— The problem —
Write every record out again exactly, and keep images out of it.

— Data entries —
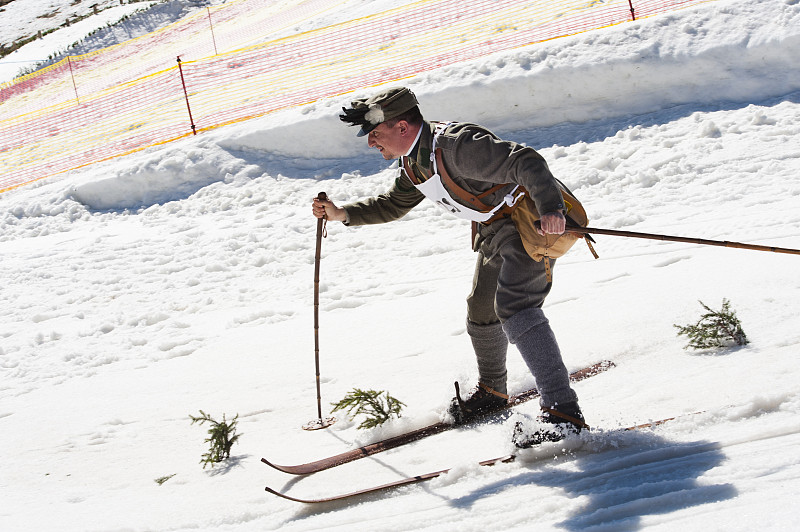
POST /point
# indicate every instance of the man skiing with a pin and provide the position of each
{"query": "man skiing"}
(477, 176)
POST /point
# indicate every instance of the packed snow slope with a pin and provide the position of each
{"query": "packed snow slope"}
(139, 291)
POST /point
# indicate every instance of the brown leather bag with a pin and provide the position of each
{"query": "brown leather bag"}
(539, 246)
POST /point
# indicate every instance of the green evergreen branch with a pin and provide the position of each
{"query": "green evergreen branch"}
(714, 329)
(222, 436)
(377, 406)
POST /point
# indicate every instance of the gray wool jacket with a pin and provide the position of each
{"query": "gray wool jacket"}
(476, 160)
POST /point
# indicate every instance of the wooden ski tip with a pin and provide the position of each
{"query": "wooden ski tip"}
(318, 424)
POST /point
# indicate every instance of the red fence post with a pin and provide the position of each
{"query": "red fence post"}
(74, 85)
(213, 39)
(186, 95)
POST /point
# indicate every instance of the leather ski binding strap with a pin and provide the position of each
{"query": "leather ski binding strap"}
(566, 417)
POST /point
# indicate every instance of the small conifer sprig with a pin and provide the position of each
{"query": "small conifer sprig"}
(377, 406)
(714, 329)
(222, 436)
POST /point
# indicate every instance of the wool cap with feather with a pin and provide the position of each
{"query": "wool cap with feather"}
(369, 113)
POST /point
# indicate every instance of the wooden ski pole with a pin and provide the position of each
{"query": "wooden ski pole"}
(705, 242)
(318, 423)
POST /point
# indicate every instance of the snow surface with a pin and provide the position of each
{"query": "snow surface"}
(138, 291)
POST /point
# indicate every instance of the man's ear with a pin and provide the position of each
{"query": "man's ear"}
(403, 126)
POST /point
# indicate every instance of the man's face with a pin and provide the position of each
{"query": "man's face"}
(391, 141)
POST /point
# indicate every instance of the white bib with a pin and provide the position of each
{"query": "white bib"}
(434, 190)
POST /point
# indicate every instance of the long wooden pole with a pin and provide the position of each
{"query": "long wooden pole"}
(319, 423)
(689, 240)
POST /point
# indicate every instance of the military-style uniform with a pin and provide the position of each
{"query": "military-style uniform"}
(509, 287)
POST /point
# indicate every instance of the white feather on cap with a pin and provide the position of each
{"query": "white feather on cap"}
(375, 114)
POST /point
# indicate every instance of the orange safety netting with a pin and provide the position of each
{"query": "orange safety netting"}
(131, 96)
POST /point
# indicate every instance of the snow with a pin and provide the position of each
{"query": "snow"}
(138, 291)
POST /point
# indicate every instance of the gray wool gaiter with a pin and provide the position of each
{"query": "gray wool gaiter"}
(530, 331)
(490, 345)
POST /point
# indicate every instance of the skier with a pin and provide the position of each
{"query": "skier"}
(509, 287)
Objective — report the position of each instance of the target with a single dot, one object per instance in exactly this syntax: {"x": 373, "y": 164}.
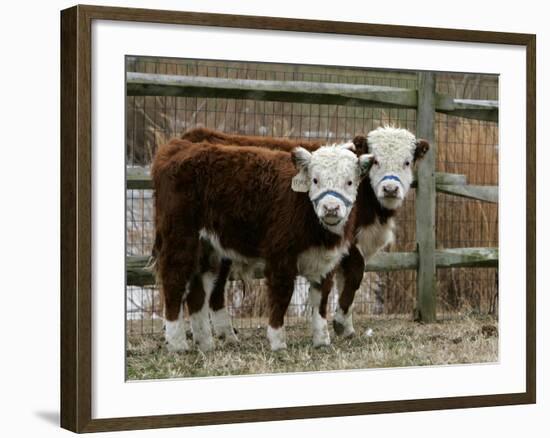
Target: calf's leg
{"x": 349, "y": 277}
{"x": 221, "y": 321}
{"x": 280, "y": 287}
{"x": 177, "y": 264}
{"x": 318, "y": 297}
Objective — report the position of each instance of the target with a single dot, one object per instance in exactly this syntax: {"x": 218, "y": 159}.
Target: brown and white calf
{"x": 380, "y": 194}
{"x": 293, "y": 214}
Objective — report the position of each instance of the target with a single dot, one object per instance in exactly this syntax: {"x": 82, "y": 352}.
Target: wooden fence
{"x": 426, "y": 259}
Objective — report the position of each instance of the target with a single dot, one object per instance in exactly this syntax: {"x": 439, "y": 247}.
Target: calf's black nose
{"x": 390, "y": 190}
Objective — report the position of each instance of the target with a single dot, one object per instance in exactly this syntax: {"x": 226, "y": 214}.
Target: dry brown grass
{"x": 396, "y": 342}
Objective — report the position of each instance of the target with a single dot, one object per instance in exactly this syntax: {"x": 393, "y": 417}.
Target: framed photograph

— Written answer —
POST /point
# indicate every instance of the man skiing with a pin and provide the position of each
{"query": "man skiing"}
(477, 176)
POST /point
# indicate every instance of the packed snow slope with a pin and provide the position of each
{"query": "packed snow slope"}
(139, 291)
POST /point
# indicate every instance of the brown leather bag with a pin and provide the position of each
{"query": "brown leather bag"}
(539, 246)
POST /point
# indicate every instance of the green evergreen branch with a pin and provide the position of each
{"query": "green evergreen branch"}
(714, 329)
(222, 436)
(377, 406)
POST /point
# indicate every instance of the gray wool jacket with a pin and provide the position of each
{"query": "gray wool jacket"}
(476, 160)
POST /point
# indicate every instance of the wooden ski tip with a pin and provide the position of each
{"query": "wooden ski tip"}
(318, 424)
POST /point
# indicate every instance of the red fence post with a pin and provide the position of each
{"query": "red fence post"}
(74, 85)
(213, 39)
(186, 95)
POST /point
# indicate every instance of the leather ski binding strap with a pin and provide the position of each
{"query": "leather ski binding strap"}
(566, 417)
POST /point
# indicate every instance of the small conifer sprig with a pin and provide the position of each
{"query": "small conifer sprig"}
(377, 406)
(714, 329)
(222, 436)
POST /point
# indicate every instance of the wool cap with feather with a pin and provide the position of each
{"query": "wool cap with feather"}
(369, 113)
POST /point
# indicate every instance of the wooden ski pole with a pin and provide the position of each
{"query": "wooden ski pole"}
(705, 242)
(318, 423)
POST /point
# indicate every instance of the snow surface with a pin and provide the position of each
{"query": "snow surface"}
(138, 291)
POST /point
# indicate every instance of the man's ear with a pin and provide the position of each
{"query": "man's ear"}
(403, 126)
POST /point
# indicate every instance of the man's face with a pin and provide the position of each
{"query": "man's face"}
(391, 141)
POST /point
# indicate every instance of the white bib with a pin and provide the position of each
{"query": "white bib"}
(434, 190)
POST /point
# indicate every instance of the long wooden pole with a pin and provide the position of each
{"query": "long wooden pole"}
(319, 423)
(689, 240)
POST /point
# indicate every instance of the military-style uniform with a pin and provide the position of each
{"query": "military-style uniform"}
(509, 287)
POST /point
# indicate every instance of the white feather on cap with a pin and provide the position of each
{"query": "white feather on cap"}
(375, 114)
POST /point
# indicate every instance of the orange safety netting with a pin and provide the position of each
{"query": "orange safety netting"}
(131, 96)
POST /point
# indicate every instance of the snow with a pin and provide the position of each
{"query": "snow"}
(138, 291)
POST /point
# indicate every instance of the gray wool gaiter with a pin and provide the position of each
{"query": "gray wool gaiter"}
(530, 331)
(490, 345)
POST /point
# indicate every instance of the skier with a pin and provide the position of each
{"query": "skier"}
(509, 287)
Objective — report the position of each instance of the target with a single dot, one object per instance in exactly this syntax: {"x": 373, "y": 164}.
Target: calf's leg
{"x": 349, "y": 277}
{"x": 221, "y": 321}
{"x": 280, "y": 287}
{"x": 177, "y": 264}
{"x": 318, "y": 297}
Objective — report the position of each instance of the target with a single dot, one object per instance in exactly this syntax: {"x": 218, "y": 159}.
Target: brown and white calf
{"x": 380, "y": 194}
{"x": 293, "y": 214}
Objective — report the position of each instance of the target with a single dot, one object per instance in exactly this syntax: {"x": 82, "y": 352}.
Target: wooden fence
{"x": 426, "y": 259}
Objective — report the position of each instance of the target with a single dot, one object per instance in exactly this syntax: {"x": 439, "y": 247}.
Target: calf's black nose
{"x": 390, "y": 190}
Objective — report the position of each instance of the target with a single dot, one object per instance in exactly this syntax: {"x": 226, "y": 214}.
Target: dry brown grass
{"x": 396, "y": 342}
Objective — report the position of each instance of the target with a single dot, one object per instance in exactly this syntax: {"x": 393, "y": 417}.
Target: framed photograph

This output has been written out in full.